TEXT PROVIDED –

+ + + +

The only case which we were able to locate which discussed the expectation of privacy a store customer is legitimately entitled to where such signs are located in a fitting room was Gillett v State, 588 S.W.2d 361 (Tex Crim App, 1979). Gillett, supra, involved a criminal prosecution for shoplifting. Defendant was observed entering a fitting room with a sweater. There were signs posted on the mirror of the fitting room similar to those involved in this case. A store security guard was able to observe defendant place the sweater in her purse by getting down on her hands and knees and looking under the door. In rejecting defendant's claim that the intrusion was unreasonable, the court stated the following:

"What people seek to preserve as private, even areas accessible to the public, may be constitutionally protected by the Fourth Amendment. Katz v United States, 389 U.S. 347; 88 S. Ct. 507; 19 L. Ed. 2d 576 (1967). Further, areas such as public toilet stalls are private to the extent they are offered to the public for private, although temporary, use. Katz v United States, supra; Britt v Superior Court, 58 Cal 2d 469; 24 Cal Rptr 849; 374 P2d 817 (1962); State v Bryant, 287 Minn 205; 177 NW2d 800 (1970). Such constitutional protection, however, extends only to the limits that the design, purpose and plan of the public facility affords so that, when the design is such that there is no right to expect absolute privacy, there can be no invasion of privacy. Buchanan v State, 471 S.W.2d 401 (Tex Crim App, 1971), cert den 405 U.S. 930; 92 S. Ct. 984; 30 L. Ed. 2d 804 (1972).

"In the present case, the posted sign on the mirror which would under nearly all circumstances be looked at by female occupants of a fitting room was notice that one could not expect privacy. This room was for use by the public on conditions established by the business. If appellant did not want to use the fitting room under *172 the posted conditions, she was not compelled to do so." 588 S.W.2d 363.[1]

We agree with Gillett, supra, that by posting these signs defendant placed plaintiff on notice that he was subject to the type of observation which was conducted by defendant's employee. Whatever expectation of privacy he may have had in the absence of such signs was removed by the placement of the signs in the fitting room. Therefore, we hold that the conduct of defendant's security guard was not objectionable. When plaintiff placed the gun on the chair inside the fitting room, the fact that he possessed such a weapon was no longer a private matter. Earp, supra. Plaintiff has no claim for this type of invasion of privacy.

+ + + +

MATERIAL SUPPLIED –
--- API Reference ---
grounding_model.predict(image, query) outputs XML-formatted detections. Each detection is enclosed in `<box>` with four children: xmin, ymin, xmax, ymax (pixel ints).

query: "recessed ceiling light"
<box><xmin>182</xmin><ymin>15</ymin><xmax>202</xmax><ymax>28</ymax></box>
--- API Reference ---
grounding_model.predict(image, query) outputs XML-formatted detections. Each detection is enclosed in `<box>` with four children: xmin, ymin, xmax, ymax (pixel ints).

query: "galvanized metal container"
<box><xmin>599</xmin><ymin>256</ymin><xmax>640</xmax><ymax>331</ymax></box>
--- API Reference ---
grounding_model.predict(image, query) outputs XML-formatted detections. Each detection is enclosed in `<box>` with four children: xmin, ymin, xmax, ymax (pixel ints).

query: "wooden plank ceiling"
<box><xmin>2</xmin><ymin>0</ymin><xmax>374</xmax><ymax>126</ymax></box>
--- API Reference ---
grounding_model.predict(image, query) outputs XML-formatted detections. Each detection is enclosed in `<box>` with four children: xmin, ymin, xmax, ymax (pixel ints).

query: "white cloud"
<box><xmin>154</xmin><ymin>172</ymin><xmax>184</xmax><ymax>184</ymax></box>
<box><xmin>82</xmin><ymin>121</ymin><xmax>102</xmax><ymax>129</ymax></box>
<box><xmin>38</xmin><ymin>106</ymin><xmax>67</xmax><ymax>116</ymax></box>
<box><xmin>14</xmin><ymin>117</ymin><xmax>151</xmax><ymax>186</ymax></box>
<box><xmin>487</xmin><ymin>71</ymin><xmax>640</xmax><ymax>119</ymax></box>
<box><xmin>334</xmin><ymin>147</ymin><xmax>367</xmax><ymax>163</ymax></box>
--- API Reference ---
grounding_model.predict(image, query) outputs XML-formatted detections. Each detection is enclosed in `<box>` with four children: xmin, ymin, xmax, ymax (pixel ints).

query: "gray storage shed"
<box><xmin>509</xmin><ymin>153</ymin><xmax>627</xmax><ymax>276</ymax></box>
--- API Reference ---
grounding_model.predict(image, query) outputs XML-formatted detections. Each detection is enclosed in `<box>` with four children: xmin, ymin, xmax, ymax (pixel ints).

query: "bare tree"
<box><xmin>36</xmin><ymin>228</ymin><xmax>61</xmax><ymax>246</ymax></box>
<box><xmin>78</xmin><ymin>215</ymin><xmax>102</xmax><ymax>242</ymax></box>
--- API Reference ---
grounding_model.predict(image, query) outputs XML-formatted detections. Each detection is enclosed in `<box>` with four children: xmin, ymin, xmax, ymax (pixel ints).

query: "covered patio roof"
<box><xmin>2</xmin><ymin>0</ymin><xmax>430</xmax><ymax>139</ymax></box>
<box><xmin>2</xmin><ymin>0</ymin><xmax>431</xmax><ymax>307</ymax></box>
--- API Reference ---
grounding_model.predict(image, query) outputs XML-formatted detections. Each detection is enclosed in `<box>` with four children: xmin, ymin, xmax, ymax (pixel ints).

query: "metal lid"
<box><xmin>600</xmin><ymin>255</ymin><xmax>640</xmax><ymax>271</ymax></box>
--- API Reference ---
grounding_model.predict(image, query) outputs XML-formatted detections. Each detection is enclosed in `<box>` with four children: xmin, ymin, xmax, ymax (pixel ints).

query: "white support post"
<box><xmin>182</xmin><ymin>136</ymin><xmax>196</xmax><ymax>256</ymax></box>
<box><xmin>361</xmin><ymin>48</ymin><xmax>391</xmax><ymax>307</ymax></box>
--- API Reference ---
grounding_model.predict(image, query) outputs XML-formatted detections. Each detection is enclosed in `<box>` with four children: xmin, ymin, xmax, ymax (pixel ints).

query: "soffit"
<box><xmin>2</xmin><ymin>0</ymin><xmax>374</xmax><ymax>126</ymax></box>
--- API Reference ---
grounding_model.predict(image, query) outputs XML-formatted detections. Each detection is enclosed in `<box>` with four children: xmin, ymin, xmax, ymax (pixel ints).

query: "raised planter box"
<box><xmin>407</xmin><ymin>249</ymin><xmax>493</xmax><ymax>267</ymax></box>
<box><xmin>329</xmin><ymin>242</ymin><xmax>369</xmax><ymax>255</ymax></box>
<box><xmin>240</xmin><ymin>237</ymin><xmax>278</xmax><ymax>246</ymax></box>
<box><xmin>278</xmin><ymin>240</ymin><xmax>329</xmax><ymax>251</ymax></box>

+ + + +

STATED GOAL – From the fitting-room privacy passage, output everything from "We agree with" down to "of invasion of privacy.", copied word for word.

RESULT OF THIS EXERCISE –
We agree with Gillett, supra, that by posting these signs defendant placed plaintiff on notice that he was subject to the type of observation which was conducted by defendant's employee. Whatever expectation of privacy he may have had in the absence of such signs was removed by the placement of the signs in the fitting room. Therefore, we hold that the conduct of defendant's security guard was not objectionable. When plaintiff placed the gun on the chair inside the fitting room, the fact that he possessed such a weapon was no longer a private matter. Earp, supra. Plaintiff has no claim for this type of invasion of privacy.